Scientific classification
- Kingdom: Animalia
- Phylum: Chordata
- Class: Aves
- Order: Passeriformes
- Family: Tyrannidae
- Genus: Lophotriccus
- Species: L. eulophotes
- Binomial name: Lophotriccus eulophotes Todd, 1925

= Long-crested pygmy tyrant =

- Genus: Lophotriccus
- Species: eulophotes
- Authority: Todd, 1925
- Conservation status: LC

Species of bird

The long-crested pygmy tyrant (Lophotriccus eulophotes) is a species of bird in the family Tyrannidae, the tyrant flycatchers. It is found in the western Amazon Basin of Bolivia, Brazil and Peru.

==Taxonomy and systematics==

The long-crested pygmy tyrant has had the binomial Lophotriccus eulophotes since it was originally described in 1925. It is monotypic. However, several early twentieth century authors treated it and what is now the double-banded pygmy tyrant (L. vitiosus) as conspecific. In addition, several authors have suggested that genus Lophotriccus should be merged into genus Hemitriccus.

==Description==

The long-crested pygmy tyrant is 10 to 10.5 cm long and weighs 6.5 to 8 g. The sexes have the same plumage. Adults have long black crown feathers with gray edges. They form the eponymous crest that it sometimes erects and fans; they extend beyond the rear of the head when folded. Adults have whitish lores on an otherwise olive face. Their back, rump, and uppertail coverts are olive. Their wings are dusky with olive tips on the coverts; the latter show very weakly as two wing bars. Their tail is dusky. Their throat and underparts are whitish with gray streaks. They have a whitish yellow iris, a gray bill, and dull pinkish legs and feet.

==Distribution and habitat==

The long-crested pygmy tyrant is a bird of the southwestern Amazon Basin. It is found in the upper Purus River basin of far western Brazil, the Ucayali and Madre de Dios river basins in southeastern Peru, and Pando Department in far northern Bolivia. It primarily inhabits forest along the rivers where it favors its edge, openings such as those caused by fallen trees, and stands of Guadua bamboo. It also occurs in mature secondary forest, especially along roads. In elevation it reaches only 400 m above sea level.

Extracted entries:
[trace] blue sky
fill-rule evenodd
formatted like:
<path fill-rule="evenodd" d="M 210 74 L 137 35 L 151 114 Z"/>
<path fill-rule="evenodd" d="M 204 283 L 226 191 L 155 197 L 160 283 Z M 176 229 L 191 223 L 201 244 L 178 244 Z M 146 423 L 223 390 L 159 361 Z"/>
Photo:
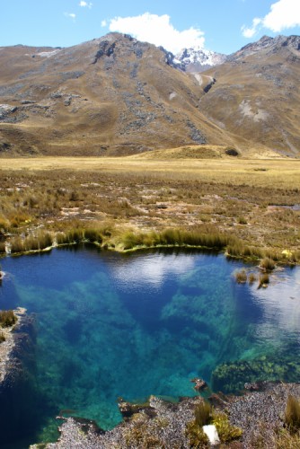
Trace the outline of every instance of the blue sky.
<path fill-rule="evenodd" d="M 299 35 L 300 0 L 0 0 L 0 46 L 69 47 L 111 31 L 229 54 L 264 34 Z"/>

--

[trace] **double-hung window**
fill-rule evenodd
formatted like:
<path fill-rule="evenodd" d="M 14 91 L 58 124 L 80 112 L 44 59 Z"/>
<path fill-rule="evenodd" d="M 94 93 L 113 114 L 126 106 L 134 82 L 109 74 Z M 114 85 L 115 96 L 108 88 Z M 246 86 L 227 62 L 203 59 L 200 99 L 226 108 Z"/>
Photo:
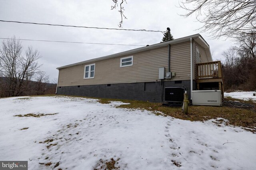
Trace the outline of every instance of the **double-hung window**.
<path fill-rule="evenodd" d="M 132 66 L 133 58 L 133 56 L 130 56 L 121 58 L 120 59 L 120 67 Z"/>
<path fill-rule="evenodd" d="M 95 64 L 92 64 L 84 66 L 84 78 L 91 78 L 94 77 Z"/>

* * *

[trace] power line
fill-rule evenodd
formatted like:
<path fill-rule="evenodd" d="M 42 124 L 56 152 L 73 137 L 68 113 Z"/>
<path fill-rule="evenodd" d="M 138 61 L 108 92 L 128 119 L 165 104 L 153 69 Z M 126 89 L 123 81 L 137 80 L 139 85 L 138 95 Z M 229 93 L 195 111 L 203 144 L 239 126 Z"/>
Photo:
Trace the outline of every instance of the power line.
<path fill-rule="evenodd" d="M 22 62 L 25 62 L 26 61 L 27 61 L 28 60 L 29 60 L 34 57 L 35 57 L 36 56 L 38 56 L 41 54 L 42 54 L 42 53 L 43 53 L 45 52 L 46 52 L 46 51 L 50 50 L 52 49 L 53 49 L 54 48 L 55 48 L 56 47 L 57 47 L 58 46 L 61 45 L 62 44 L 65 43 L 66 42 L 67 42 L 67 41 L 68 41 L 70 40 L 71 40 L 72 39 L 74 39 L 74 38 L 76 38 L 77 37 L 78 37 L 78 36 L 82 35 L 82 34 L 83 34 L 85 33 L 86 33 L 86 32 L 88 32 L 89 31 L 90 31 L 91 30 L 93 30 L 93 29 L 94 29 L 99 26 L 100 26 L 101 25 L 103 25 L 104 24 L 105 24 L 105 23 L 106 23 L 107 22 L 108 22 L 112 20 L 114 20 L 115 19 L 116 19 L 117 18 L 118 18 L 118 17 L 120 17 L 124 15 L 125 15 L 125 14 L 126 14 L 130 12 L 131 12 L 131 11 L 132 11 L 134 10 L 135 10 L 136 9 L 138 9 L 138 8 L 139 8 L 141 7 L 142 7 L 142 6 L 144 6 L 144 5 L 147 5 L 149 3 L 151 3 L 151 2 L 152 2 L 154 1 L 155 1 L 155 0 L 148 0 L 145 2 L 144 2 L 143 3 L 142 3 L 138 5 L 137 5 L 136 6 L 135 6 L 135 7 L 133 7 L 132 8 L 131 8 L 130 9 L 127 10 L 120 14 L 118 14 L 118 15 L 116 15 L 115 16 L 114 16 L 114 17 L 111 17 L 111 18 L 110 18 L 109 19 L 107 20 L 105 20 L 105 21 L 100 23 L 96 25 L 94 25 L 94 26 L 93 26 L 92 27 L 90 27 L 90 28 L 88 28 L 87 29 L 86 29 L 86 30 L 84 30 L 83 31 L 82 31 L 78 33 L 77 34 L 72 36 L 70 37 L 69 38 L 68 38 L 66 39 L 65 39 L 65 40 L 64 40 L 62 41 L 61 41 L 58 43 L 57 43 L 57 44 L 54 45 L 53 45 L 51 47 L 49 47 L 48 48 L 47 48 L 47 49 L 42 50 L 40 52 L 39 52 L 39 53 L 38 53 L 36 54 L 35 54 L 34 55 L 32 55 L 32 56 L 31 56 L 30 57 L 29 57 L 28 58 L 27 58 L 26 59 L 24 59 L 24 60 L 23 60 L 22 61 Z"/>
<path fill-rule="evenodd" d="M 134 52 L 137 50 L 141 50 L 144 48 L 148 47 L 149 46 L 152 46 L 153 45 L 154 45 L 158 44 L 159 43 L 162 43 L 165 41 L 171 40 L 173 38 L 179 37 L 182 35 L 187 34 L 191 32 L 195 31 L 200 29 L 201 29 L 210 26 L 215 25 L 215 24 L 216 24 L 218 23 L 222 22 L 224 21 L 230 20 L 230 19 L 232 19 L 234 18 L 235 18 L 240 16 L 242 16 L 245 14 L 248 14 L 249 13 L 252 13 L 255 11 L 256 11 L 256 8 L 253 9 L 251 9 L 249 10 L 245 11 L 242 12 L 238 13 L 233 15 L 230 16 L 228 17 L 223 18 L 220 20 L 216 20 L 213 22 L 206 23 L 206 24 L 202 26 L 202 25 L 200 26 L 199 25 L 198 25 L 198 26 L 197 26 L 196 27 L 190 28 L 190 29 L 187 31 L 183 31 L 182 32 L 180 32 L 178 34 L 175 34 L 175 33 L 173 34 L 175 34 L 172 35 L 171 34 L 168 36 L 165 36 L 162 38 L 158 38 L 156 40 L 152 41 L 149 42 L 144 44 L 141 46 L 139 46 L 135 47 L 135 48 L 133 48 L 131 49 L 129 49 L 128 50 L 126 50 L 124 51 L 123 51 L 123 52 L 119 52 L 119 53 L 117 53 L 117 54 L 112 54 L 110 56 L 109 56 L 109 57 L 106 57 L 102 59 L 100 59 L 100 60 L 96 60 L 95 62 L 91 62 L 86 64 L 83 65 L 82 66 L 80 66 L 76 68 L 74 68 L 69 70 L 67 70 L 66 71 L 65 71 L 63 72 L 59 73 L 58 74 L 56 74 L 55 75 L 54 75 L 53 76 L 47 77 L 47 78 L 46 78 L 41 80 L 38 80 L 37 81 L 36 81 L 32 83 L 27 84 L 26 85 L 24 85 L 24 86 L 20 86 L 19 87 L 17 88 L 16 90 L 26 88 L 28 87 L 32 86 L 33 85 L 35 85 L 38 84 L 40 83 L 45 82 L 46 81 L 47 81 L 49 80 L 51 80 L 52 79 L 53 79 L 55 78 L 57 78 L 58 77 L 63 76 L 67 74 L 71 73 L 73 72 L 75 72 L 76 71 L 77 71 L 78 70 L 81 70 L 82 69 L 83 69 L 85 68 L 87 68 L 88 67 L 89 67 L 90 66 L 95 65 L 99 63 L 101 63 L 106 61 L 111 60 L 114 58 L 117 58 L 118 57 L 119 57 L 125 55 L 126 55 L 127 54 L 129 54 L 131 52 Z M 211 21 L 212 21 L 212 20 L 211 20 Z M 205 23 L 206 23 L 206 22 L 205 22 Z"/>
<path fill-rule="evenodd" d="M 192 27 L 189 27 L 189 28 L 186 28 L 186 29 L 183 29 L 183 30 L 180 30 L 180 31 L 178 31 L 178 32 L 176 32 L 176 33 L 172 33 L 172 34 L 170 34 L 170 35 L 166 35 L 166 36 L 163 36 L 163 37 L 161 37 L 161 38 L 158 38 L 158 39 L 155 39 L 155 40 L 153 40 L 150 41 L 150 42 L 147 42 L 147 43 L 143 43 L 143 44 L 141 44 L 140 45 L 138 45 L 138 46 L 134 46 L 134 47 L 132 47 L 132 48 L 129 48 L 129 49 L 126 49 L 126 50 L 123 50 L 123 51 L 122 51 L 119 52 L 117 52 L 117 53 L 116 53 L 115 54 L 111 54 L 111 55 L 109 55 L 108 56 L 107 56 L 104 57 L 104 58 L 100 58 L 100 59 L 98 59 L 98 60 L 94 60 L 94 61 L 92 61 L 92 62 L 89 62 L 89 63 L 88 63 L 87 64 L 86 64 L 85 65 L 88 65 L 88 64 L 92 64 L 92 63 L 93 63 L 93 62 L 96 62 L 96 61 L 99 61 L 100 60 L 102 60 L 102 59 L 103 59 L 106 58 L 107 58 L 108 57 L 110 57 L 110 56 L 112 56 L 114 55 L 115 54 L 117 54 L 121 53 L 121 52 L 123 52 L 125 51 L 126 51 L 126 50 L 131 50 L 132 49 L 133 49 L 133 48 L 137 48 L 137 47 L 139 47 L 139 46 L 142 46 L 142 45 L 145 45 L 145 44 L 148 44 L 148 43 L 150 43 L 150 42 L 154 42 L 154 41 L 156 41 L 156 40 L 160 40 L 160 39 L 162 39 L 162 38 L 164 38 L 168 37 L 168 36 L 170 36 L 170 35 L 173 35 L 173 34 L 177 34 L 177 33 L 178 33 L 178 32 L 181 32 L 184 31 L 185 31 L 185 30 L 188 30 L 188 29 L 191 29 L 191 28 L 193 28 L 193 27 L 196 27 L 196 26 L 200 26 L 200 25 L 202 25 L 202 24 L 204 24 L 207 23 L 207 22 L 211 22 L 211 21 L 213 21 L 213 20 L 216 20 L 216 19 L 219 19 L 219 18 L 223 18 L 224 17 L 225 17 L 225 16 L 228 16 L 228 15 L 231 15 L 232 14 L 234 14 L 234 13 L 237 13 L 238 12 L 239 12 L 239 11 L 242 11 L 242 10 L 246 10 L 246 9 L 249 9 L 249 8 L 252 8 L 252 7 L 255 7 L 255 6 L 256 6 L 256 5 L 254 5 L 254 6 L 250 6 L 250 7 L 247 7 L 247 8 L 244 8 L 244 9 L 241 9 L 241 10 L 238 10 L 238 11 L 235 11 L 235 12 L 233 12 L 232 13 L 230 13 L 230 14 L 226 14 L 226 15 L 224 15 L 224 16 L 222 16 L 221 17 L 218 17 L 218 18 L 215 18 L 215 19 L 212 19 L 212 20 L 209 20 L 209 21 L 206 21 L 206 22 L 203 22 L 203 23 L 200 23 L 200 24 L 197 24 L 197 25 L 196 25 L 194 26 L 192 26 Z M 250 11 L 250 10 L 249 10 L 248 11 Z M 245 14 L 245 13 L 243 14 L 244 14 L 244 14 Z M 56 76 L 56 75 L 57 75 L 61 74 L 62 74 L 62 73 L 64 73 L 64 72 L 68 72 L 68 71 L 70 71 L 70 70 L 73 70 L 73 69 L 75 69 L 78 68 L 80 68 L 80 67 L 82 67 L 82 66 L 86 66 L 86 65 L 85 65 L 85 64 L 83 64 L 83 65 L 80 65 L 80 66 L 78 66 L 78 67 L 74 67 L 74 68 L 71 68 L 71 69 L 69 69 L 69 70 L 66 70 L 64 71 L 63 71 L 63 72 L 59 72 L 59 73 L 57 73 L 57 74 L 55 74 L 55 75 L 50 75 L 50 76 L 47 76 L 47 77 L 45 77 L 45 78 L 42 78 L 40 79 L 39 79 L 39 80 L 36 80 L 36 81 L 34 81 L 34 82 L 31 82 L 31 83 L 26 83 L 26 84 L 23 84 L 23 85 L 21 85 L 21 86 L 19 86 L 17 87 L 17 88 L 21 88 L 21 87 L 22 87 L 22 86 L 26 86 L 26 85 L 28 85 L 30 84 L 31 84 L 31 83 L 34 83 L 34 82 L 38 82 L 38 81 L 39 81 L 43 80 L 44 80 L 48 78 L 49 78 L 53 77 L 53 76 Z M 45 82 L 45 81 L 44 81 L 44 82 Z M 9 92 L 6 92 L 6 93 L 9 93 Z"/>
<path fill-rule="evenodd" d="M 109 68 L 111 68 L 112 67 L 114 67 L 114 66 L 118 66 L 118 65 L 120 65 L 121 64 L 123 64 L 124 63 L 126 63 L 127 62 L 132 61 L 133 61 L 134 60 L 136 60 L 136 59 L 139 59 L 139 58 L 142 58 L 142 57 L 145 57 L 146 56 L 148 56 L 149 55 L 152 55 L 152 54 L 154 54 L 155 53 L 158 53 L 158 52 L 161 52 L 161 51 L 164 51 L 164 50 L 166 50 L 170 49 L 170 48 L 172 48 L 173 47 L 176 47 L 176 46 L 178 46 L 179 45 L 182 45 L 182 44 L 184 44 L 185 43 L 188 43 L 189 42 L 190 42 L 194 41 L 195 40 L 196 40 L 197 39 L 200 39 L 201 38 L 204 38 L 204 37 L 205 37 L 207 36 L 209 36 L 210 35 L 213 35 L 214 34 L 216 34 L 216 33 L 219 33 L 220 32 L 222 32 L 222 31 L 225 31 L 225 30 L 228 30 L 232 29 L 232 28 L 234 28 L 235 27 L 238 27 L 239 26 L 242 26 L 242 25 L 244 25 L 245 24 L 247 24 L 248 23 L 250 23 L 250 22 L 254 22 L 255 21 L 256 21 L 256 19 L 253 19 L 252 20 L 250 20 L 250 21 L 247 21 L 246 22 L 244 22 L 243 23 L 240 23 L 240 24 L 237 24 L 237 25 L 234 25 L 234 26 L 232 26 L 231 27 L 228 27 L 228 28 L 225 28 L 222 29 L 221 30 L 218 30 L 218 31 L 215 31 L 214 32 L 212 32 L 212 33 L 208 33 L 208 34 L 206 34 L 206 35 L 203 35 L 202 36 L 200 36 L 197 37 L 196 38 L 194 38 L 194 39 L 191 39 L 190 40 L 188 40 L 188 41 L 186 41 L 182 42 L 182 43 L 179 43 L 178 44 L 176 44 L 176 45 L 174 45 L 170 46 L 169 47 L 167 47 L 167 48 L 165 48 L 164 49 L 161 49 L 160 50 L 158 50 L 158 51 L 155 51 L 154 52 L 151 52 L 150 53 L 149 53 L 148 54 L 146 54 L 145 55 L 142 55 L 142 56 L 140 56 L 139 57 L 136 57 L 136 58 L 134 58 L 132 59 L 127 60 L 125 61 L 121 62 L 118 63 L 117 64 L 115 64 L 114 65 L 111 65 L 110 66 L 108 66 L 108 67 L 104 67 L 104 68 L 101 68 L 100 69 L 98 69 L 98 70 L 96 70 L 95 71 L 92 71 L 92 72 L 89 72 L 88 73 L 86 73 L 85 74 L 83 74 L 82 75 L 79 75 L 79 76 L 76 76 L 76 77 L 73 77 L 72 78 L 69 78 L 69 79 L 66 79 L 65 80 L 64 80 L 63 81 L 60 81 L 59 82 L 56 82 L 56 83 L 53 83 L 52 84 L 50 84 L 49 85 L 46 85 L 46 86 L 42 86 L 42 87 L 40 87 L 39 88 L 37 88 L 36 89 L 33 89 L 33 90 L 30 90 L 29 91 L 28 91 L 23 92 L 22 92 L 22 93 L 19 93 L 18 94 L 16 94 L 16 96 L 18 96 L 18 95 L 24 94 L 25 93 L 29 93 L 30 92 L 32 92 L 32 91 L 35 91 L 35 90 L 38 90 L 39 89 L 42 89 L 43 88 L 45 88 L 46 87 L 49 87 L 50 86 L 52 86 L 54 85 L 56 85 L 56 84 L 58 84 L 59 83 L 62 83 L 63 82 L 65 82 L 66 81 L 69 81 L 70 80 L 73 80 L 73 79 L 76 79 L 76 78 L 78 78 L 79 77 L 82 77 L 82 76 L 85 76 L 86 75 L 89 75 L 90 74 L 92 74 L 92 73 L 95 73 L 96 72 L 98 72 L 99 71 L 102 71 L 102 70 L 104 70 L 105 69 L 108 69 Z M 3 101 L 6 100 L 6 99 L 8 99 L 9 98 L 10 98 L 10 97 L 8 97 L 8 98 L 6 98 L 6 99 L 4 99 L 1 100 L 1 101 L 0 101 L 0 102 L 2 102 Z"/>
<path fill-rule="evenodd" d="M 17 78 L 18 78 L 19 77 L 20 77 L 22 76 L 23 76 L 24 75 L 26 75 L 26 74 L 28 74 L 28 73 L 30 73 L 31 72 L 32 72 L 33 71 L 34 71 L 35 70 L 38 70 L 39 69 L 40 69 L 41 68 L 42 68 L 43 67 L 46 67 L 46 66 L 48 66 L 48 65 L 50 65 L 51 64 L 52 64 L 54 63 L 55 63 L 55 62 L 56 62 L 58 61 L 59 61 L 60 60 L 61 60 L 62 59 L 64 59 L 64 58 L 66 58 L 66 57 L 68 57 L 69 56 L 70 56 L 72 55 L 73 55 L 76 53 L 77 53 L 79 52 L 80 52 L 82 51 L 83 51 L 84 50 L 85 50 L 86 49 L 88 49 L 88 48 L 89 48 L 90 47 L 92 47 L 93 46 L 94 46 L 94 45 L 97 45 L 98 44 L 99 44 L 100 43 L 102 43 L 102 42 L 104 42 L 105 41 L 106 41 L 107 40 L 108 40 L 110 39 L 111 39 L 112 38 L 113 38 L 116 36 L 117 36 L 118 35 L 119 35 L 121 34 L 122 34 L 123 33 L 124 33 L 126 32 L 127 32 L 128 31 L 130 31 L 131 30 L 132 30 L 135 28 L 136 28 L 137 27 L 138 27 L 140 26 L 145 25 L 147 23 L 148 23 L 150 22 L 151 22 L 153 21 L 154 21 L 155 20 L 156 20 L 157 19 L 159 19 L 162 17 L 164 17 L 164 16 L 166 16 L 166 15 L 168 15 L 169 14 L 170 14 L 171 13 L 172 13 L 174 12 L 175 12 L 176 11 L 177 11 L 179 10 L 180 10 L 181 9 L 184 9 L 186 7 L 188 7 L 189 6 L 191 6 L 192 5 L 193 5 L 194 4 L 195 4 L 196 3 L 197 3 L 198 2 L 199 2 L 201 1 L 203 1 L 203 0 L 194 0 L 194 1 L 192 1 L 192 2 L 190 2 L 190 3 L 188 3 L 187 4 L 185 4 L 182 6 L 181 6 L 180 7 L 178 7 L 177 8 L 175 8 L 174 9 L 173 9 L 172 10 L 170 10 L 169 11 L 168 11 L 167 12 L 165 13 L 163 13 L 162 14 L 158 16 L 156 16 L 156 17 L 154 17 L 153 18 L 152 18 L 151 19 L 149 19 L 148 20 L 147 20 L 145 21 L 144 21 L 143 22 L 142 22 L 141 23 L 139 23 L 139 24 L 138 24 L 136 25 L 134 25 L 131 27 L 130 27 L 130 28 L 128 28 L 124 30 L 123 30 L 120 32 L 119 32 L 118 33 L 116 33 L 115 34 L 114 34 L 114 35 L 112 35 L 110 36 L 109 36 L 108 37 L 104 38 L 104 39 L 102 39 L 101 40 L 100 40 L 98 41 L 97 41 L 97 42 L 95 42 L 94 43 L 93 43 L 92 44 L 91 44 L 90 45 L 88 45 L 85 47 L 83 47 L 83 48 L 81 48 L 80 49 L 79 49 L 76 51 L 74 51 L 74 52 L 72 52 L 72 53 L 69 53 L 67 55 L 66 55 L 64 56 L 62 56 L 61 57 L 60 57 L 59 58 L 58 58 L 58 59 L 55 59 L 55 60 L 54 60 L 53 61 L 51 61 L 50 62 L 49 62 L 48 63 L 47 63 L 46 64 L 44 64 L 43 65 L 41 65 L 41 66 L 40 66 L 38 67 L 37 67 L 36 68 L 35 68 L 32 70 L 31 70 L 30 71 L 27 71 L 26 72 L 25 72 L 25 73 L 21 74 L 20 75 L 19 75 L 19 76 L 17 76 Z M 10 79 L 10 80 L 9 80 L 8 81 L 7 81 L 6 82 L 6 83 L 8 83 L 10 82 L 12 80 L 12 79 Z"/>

Your instructions:
Reproduce the long-crested pygmy tyrant text word for word, everything from "The long-crested pygmy tyrant (Lophotriccus" down to "Brazil and Peru.".

Result of this task:
The long-crested pygmy tyrant (Lophotriccus eulophotes) is a species of bird in the family Tyrannidae, the tyrant flycatchers. It is found in the western Amazon Basin of Bolivia, Brazil and Peru.